EXTRACTED TEXT.
>>>
The Fortescue founder and chairman wrote a lengthy opinion piece in The Australian this morning, after his calls for a Parliamentary Inquiry into the iron ore market drew scepticism from politicians, the media and his competitors last week.

Forrest addressed concerns that an inquiry would make Brazilian giant Vale more competitive than Australian producers when exporting iron ore to China.

“Much has been made in the Australian press about a photo opportunity [Chinese] Premier Li enjoyed around a deal announced more than eight months ago for Chinese funding of four of the iron ore ships called Valemax,” Forrest wrote.

“Vale already has 40 of these ships in its fleet as it works to address its uncompetitive freight disadvantage versus the Pilbara.”

Forrest slammed speculation that this deal will put Australian producers in a position where an inquiry could see them lose ground to Vale.

“The freight disadvantage is the reason why both now and for the foreseeable future, Vale has higher delivered costs to the customer than any of the big Pilbara producers, including Fortescue,” he argued.

“To compare with Vale, Fortescue’s break-even price next quarter … will be an index price (all in costs and adjustment for price realisation) of US$39 a tonne.”

That figure is down significantly on the roughly US$53 a tonne break-even quoted in several media sources over the past six months, a factor Forrest credits to a “very successful cost-reduction journey” undertaken by the iron ore miner.

And while Fortescue’s still not going to produce iron ore at the rate of its competitors BHP and Rio (both below US$30 a tonne break-even), that production indicates the miners are safe from proper competition from Brazil, even if there is an inquiry, Forrest says.

“On its most recent quarterly call, Vale confirmed its break-even price was an index price of US$45,” he compared.

Forrest’s renewed push for an inquiry into iron ore comes as Chinese interests reportedly line up to invest in Fortescue.
<<<
(Data records)
>>>
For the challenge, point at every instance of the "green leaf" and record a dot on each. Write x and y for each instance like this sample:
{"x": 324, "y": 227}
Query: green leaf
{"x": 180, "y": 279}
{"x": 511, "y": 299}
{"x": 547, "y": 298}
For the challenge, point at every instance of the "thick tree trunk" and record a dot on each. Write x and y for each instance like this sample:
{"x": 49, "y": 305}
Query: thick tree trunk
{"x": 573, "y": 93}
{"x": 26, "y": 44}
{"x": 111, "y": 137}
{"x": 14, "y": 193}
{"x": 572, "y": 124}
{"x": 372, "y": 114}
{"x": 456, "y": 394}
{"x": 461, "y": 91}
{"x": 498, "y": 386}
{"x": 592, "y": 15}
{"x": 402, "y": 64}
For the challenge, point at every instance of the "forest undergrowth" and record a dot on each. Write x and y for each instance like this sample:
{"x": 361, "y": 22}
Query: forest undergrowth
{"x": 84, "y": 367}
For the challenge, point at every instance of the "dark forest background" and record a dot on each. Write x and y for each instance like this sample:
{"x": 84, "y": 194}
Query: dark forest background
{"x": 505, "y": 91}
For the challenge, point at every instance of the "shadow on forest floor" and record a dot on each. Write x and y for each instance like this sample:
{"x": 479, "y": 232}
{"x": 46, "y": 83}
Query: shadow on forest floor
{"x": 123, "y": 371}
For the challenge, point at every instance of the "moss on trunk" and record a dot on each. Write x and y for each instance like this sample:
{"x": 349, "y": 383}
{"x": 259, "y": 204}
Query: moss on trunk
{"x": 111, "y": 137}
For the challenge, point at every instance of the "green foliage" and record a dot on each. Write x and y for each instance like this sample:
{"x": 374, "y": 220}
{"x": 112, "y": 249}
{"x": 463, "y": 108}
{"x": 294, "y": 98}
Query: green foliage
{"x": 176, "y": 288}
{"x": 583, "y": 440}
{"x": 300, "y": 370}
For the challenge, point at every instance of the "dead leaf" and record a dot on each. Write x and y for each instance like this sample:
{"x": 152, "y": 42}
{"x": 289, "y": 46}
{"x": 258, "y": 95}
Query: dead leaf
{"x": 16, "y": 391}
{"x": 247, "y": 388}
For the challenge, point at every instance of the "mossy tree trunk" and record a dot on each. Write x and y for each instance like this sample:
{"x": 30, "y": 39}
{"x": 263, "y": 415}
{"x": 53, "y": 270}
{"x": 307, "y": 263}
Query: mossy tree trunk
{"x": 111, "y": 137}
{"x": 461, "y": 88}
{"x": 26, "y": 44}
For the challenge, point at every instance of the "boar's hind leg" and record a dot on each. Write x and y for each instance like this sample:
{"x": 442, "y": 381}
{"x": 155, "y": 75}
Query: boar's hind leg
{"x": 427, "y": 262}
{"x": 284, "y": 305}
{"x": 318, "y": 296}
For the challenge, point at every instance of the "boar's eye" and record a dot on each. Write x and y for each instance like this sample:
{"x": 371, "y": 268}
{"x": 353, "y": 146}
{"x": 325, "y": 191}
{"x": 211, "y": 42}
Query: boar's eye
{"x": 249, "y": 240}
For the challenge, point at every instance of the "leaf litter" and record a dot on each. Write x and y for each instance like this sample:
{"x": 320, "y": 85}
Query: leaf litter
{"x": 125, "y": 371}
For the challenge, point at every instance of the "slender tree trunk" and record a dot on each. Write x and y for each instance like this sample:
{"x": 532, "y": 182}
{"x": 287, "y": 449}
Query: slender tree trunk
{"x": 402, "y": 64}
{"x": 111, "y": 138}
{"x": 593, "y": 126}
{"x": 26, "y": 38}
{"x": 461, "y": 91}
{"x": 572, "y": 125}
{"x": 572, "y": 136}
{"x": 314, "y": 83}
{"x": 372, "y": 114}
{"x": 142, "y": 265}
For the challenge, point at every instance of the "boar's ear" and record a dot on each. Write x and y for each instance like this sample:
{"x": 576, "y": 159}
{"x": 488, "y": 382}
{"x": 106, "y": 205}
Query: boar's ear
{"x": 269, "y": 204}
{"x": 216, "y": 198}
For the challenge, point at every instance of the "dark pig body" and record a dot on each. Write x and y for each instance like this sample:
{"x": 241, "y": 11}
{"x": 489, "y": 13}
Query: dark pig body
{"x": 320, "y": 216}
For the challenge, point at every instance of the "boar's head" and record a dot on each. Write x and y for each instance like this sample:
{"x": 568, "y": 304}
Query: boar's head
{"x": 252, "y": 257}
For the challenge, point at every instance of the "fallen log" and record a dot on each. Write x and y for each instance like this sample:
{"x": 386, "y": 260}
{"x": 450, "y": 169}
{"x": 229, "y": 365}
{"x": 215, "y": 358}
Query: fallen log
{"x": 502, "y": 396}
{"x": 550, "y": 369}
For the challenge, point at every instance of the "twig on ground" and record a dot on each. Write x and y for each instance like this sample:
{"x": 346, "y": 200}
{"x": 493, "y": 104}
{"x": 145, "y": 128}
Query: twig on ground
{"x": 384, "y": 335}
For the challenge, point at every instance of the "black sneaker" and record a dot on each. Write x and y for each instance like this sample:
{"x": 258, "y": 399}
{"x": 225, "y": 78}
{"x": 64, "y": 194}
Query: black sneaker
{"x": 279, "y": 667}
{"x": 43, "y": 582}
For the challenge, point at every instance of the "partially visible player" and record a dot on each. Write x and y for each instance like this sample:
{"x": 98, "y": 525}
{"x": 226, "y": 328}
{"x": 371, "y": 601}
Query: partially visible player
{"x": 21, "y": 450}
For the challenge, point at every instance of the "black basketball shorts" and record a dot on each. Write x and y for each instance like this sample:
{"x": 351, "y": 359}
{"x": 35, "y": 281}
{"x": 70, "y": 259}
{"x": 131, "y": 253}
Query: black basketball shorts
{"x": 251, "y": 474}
<<<
REQUIRED TASKS.
a – Print the stretch of the iron ore article from "That figure is" through "inquiry, Forrest says." word for word.
b – Shorten the paragraph in the iron ore article that begins "That figure is down significantly" into one concise sentence that keeps its main facts.
c – Write the next part of the iron ore article, picking up after its final sentence.

EXPECTED ANSWERS.
a –
That figure is down significantly on the roughly US$53 a tonne break-even quoted in several media sources over the past six months, a factor Forrest credits to a “very successful cost-reduction journey” undertaken by the iron ore miner.

And while Fortescue’s still not going to produce iron ore at the rate of its competitors BHP and Rio (both below US$30 a tonne break-even), that production indicates the miners are safe from proper competition from Brazil, even if there is an inquiry, Forrest says.

b – Fortescue's US$39 a tonne break-even is well below the roughly US$53 a tonne quoted in several media sources over the past six months, a drop Forrest credits to the miner's "very successful cost-reduction journey."

c –
A number of applications with the Foreign Investment Review Board over the last seven days have suggested that some Chinese players – including major steelmaker Baosteel – could be ready to acquire a significant portion of the company.

The news was broken by veteran NewsCorp journalist Laurie Oakes, who reported on Sunday the “possibility of significant upheaval in the iron ore industry and ownership of sections of it over the next 12 months.”

Baosteel is involved in a joint venture with Australian rail business Aurizon to construct an iron ore mine and railway in the south west part of the Pilbara, but that plan has been delayed by the sinking iron ore price.

Since dropping from roughly US$140 a tonne at the start of 2014 to below US$50 a tonne earlier this year, the market price has stabilised around US$60 a tonne in recent weeks.

Forrest, who has been in the media frequently throughout that decline for a number of reasons, has indicated that a strategic investment from an outside party could be in the best interests of Fortescue going forward.

As a steelmaking business, Baosteel would fit that description.

Fortescue’s shares jumped 15% on Tuesday amid speculation of a potential investment, peaking around $2.40 a share.